作業内容 — 「Use the prompts」を含む行から「positive clicks: (60, 30)」を含む行までの範囲を、「rough mask」を「coarse mask」に差し替えて書き出してください。それ以外の箇所は一切変更しないでください。

データ抜粋 —
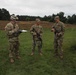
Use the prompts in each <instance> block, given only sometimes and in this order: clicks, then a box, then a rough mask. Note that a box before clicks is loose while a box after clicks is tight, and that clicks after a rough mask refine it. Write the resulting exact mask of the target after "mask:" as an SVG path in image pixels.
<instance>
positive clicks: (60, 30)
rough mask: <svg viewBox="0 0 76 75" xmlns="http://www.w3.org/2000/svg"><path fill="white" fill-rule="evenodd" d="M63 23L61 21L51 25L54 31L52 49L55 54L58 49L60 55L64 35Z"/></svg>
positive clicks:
* * *
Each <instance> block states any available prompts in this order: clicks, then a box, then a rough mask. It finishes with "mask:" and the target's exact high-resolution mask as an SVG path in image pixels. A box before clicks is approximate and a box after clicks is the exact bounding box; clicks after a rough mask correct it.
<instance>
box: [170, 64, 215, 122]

以下回答 —
Use the prompts in each <instance> block, given only sometimes and in this order: clicks, then a box, then a coarse mask. Note that a box before clicks is loose while a box after clicks is tight, and that clicks after a coarse mask refine it. Write the resulting exact mask of the target after "mask:" as an SVG path in image pixels.
<instance>
positive clicks: (60, 30)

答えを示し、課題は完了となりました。